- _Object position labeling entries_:
- - -

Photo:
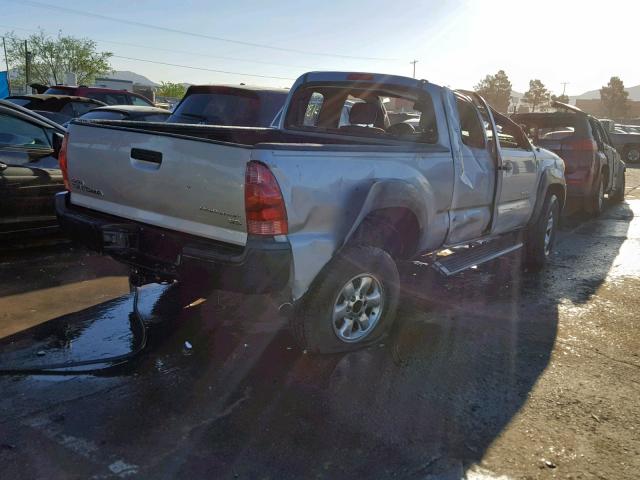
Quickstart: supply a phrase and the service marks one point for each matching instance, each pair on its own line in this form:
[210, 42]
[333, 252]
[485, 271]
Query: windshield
[59, 91]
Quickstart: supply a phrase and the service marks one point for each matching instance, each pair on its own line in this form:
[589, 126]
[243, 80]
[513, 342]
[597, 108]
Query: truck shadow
[224, 392]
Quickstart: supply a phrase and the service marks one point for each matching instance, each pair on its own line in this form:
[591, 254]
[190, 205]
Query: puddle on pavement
[102, 334]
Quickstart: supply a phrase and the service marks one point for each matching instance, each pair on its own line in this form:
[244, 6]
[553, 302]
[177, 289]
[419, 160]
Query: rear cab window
[103, 115]
[550, 128]
[364, 111]
[109, 98]
[135, 100]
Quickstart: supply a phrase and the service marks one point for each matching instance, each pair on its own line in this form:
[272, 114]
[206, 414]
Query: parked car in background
[628, 128]
[108, 96]
[127, 112]
[29, 171]
[593, 166]
[243, 106]
[627, 143]
[316, 211]
[59, 108]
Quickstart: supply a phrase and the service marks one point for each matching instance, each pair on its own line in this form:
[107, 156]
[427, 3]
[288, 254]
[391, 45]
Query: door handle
[506, 167]
[150, 156]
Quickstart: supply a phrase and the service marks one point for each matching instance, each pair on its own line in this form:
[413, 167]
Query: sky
[455, 42]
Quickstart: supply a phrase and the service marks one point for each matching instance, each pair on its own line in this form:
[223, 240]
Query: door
[475, 179]
[519, 173]
[29, 175]
[609, 152]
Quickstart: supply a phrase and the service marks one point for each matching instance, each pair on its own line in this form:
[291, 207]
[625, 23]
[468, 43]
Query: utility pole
[27, 67]
[414, 67]
[6, 62]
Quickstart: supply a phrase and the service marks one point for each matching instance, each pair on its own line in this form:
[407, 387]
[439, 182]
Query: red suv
[593, 166]
[106, 95]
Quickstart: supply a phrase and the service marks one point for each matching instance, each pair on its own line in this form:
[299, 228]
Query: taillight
[263, 202]
[62, 161]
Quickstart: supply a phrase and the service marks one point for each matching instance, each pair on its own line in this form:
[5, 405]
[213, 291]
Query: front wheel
[618, 195]
[541, 236]
[352, 303]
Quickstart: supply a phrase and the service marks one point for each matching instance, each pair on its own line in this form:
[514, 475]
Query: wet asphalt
[493, 373]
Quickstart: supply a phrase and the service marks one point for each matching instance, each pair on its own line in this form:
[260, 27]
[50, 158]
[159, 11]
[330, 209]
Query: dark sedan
[59, 108]
[29, 172]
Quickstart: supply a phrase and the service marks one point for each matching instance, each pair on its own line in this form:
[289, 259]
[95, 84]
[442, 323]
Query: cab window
[510, 135]
[471, 128]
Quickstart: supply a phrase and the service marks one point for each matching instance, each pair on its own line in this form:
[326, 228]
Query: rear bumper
[261, 266]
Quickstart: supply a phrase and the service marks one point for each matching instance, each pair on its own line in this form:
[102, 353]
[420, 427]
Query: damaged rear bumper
[263, 265]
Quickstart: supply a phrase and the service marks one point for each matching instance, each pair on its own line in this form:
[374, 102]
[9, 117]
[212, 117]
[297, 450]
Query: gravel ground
[491, 374]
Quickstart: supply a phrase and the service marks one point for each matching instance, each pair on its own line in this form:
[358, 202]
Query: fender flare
[548, 178]
[391, 194]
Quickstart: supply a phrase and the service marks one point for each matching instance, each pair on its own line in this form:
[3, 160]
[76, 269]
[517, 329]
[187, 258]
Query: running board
[468, 257]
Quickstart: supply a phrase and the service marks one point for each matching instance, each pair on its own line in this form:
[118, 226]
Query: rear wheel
[595, 203]
[541, 235]
[632, 154]
[618, 195]
[352, 304]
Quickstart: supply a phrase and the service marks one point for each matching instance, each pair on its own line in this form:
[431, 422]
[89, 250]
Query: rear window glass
[228, 109]
[154, 117]
[406, 116]
[109, 98]
[59, 91]
[551, 127]
[19, 101]
[103, 115]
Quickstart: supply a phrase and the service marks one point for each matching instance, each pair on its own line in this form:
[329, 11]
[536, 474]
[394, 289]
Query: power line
[182, 52]
[191, 67]
[202, 68]
[413, 62]
[192, 34]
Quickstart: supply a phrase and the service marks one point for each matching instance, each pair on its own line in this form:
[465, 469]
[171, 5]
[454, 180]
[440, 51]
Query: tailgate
[181, 184]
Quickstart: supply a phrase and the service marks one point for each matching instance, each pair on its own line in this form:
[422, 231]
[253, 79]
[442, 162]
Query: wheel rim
[358, 308]
[548, 233]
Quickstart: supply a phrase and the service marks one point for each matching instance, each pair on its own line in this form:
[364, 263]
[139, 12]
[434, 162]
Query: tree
[614, 98]
[172, 90]
[496, 90]
[537, 95]
[53, 57]
[564, 98]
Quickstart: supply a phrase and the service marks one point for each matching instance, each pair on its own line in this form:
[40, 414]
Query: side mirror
[57, 143]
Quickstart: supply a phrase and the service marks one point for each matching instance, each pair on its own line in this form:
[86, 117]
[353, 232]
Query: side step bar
[464, 258]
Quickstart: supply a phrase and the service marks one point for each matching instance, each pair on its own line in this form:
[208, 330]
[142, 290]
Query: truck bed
[243, 136]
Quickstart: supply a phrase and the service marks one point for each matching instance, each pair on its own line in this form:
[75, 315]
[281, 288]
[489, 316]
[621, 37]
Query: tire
[594, 204]
[632, 154]
[541, 236]
[618, 195]
[325, 321]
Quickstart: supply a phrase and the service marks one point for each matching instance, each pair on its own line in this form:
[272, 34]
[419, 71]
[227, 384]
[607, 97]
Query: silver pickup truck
[317, 211]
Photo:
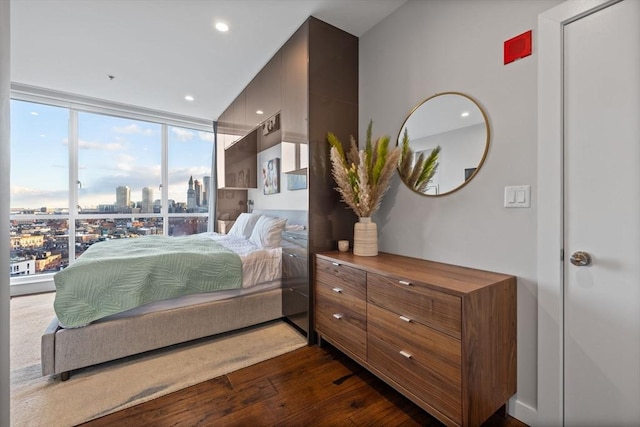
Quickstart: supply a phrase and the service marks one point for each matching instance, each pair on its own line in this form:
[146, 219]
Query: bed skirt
[63, 350]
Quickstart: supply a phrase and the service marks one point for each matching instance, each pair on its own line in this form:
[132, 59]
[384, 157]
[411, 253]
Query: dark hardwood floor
[311, 386]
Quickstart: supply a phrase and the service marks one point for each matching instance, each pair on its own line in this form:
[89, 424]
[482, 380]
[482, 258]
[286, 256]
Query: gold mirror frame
[439, 122]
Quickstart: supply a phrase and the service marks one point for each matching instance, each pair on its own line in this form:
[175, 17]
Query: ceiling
[159, 51]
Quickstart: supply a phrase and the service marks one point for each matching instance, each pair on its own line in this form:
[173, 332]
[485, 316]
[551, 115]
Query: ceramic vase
[365, 237]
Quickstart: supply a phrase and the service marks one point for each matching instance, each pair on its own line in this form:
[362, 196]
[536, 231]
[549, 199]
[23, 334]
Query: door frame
[550, 405]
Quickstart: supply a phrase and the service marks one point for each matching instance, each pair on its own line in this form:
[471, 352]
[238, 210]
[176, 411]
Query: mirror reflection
[448, 140]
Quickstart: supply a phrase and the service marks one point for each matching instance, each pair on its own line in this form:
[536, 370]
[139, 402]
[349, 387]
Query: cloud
[133, 129]
[205, 136]
[183, 135]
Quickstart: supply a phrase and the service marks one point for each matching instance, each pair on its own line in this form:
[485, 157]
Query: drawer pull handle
[405, 354]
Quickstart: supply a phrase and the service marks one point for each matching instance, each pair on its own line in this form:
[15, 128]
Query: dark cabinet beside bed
[311, 87]
[295, 278]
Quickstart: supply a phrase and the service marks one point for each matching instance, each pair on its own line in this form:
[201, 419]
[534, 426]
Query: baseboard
[523, 412]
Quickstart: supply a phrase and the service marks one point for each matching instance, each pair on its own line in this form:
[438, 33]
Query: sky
[112, 152]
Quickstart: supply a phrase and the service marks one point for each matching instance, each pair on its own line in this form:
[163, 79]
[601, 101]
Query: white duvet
[258, 264]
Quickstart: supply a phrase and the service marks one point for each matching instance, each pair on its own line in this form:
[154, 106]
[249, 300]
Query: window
[83, 175]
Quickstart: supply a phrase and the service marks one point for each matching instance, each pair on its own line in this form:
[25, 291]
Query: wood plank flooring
[311, 386]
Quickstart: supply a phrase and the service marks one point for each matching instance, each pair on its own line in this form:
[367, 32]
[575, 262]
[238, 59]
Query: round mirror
[444, 142]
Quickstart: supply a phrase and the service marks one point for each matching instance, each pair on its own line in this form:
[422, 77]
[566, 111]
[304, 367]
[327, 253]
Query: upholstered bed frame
[64, 350]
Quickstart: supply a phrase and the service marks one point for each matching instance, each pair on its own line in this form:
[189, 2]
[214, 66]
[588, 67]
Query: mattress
[261, 271]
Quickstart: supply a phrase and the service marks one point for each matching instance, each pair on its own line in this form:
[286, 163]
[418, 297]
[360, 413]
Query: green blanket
[117, 275]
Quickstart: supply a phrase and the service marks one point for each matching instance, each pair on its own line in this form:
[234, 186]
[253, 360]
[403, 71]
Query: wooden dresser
[442, 335]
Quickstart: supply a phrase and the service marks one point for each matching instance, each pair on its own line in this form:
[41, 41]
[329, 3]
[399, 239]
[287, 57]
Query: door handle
[580, 259]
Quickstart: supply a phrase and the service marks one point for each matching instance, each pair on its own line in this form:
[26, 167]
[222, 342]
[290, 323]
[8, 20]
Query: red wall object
[517, 47]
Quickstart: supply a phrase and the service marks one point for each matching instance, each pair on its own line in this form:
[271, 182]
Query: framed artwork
[271, 176]
[296, 182]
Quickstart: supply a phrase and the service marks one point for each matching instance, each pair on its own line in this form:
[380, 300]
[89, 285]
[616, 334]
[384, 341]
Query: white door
[602, 217]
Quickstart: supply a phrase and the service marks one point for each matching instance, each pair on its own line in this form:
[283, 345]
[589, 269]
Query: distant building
[123, 198]
[198, 190]
[23, 241]
[206, 191]
[147, 200]
[191, 196]
[22, 267]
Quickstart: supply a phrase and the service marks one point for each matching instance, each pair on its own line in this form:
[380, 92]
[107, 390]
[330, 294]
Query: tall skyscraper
[147, 200]
[123, 198]
[198, 189]
[207, 191]
[191, 196]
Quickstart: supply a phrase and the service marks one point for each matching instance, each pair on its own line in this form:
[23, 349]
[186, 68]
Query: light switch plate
[517, 196]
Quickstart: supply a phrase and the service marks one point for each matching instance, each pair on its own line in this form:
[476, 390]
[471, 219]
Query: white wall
[4, 218]
[428, 47]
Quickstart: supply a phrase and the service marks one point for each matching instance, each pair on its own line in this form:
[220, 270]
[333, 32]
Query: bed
[166, 322]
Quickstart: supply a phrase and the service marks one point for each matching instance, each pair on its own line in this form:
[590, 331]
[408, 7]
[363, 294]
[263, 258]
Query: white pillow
[268, 232]
[244, 225]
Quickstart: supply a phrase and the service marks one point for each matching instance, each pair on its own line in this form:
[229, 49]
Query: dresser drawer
[434, 350]
[350, 281]
[438, 310]
[409, 367]
[342, 320]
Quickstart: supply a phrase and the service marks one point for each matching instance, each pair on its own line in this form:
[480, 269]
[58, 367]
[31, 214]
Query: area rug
[97, 391]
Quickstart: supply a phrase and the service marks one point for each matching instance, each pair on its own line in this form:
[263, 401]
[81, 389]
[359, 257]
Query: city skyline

- - -

- _Requirement_: Please return each line of the data above that contains the word "dark", treating uppercase and lowercase letters as different.

- _Final result_:
Query: dark sedan
Query: dark hardwood floor
Query: dark cabinet beside bed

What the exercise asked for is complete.